Direction:
Pick out every line of the data below that contains the string "building", treating uppercase and lowercase as different. Copy each matching line in full.

[Coordinate annotation entries]
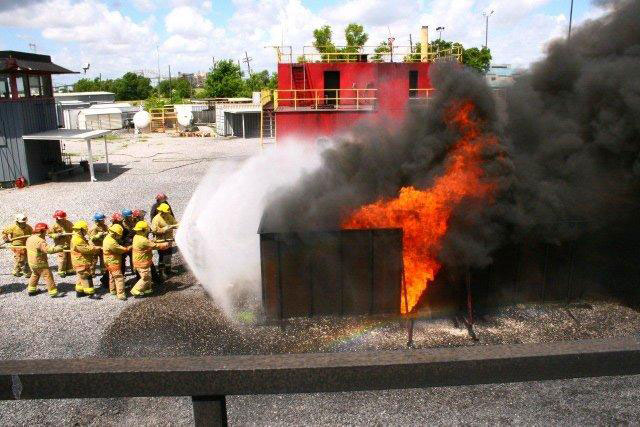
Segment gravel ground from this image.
[0,135,640,425]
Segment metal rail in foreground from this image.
[0,337,640,426]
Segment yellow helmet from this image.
[109,224,124,236]
[133,221,149,231]
[73,220,89,231]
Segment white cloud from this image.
[133,0,157,12]
[164,6,213,36]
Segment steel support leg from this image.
[191,396,227,427]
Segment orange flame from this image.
[342,102,495,313]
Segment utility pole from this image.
[242,50,253,77]
[156,44,160,85]
[482,10,494,49]
[567,0,573,40]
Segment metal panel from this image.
[371,230,403,314]
[342,230,373,314]
[260,230,402,319]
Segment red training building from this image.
[273,27,460,142]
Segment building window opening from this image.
[0,74,11,99]
[29,76,42,96]
[409,70,418,98]
[324,71,340,106]
[16,76,27,98]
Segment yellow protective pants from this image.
[12,249,31,277]
[56,252,73,274]
[76,268,95,295]
[131,267,152,295]
[27,268,57,293]
[109,266,126,297]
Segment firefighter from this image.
[150,193,173,221]
[131,221,169,297]
[2,213,33,278]
[89,212,109,288]
[133,209,163,285]
[151,203,178,276]
[71,220,101,297]
[102,224,131,301]
[49,210,73,277]
[121,209,138,280]
[26,222,64,297]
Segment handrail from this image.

Exercise solution:
Segment red training building from this image.
Segment building window opening from this image.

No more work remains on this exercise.